▶ Document passage:
━━━━━━━━
I always maintain that had I been allowed to talk to the press about this investigation, we probably could have derailed that. We’ll never know for sure. But I felt that if the public found out that a black man made a fool of David Duke, his attempts at a political career would have fallen by wayside. He would have had a lot to answer for. He didn’t find out that a black man made a fool of him until 2006.

How did he find out?

In 2006, when I retired from law enforcement in Utah where I had spent the last 20 years of my career, a local reporter wrote about my career and focused her story on the Klan investigation. Her story went viral, and one of [the follow-ups] was from Miami Herald columnist Leonard Pitts. In the process of writing a column about me, he contacted David Duke and asked about the validity of that story. Duke said, “It’s not true. He’s a liar.” Pitts said, “If he’s lying, then why does he have a membership card signed by you?” And then Duke changed his answer and said, “Well we didn’t do anything illegal, so what’s the big deal?”

Which is not really how it’s shown in the movie.

That last scene is a composite of events; the time sequence is altered. I never identified myself because I was ordered not to have contact with him. But I did call him a day or two after I was his bodyguard in Colorado Springs, and he proceeded to rant and rave about this [n—] cop. The whole time my sergeant and I were laughing at him. The sergeant, red in the face, fell out of his chair once or twice. He had to run out of the office to catch his breath.

In your book, you talk about growing up in a multiracial community in El Paso, Texas, and how because of that, the civil rights movement felt like “a TV show.” Was there a moment in your life when you encountered racism in a way that changed your view?

As a black man in America you experience racism all the time, but to say that there was a turning point, no. You learn to deal with it and live with it. It’s a fact of life of being black in America.

I was raised by my mother, who like many mothers who raised black children back then, told me that if somebody called me a [n—], I’d better hit them in the mouth and make them respect me. I remember asking my mom, “What if they’re bigger than me?” And she said you grab the biggest brick and you knock them upside the head, and you let them know you’re not a [n—], you’re a human being, and you won’t tolerate being called that. When I got called that and fought over it, my mother’s only response was, “Did you whip his ass?”

The movie also addresses police brutality against African-Americans, and the corresponding distrust in the other direction. How has the national conversation about that issue changed between then and now?

Today, it’s ridiculous. Almost every week you hear about something happening, police abusing their authority, shooting and attacking minorities, for no justifiable reason. The black community has always complained about abuse from cops. It’s nothing new. But now more people are seeing visual examples of what they’ve been complaining about. That’s one thing that has changed over time.

Compared to when you did it, do you think it’s easier or harder today to police white supremacist groups like the KKK?

The investigation I did can never be done again. We live in a technological age where you can easily find out whether someone’s a cop or other such information that you couldn’t find out back then.
━━━━━━━━
▶ Dataset entries:
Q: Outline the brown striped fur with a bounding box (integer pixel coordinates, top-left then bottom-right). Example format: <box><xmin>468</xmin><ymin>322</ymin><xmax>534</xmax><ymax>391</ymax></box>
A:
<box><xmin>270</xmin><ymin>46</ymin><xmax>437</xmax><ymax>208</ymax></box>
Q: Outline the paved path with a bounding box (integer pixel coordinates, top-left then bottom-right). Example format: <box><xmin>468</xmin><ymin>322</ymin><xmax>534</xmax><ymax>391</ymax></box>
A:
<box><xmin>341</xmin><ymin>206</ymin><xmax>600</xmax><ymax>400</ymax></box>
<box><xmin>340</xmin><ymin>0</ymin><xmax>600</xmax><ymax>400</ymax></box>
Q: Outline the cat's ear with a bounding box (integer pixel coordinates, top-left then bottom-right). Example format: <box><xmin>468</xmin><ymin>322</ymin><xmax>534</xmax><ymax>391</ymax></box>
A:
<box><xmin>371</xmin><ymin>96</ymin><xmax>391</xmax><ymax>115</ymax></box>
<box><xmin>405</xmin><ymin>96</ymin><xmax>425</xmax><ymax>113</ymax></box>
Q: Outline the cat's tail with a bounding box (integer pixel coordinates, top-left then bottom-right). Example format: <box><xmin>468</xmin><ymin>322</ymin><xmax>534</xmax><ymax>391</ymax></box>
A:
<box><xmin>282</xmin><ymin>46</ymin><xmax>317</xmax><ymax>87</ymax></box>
━━━━━━━━
▶ What you have to do: In the interview text, which columnist contacted David Duke to ask whether the story was true? This material has no connection to the interview text.

▶ Task answer: Leonard Pitts, a columnist for the Miami Herald.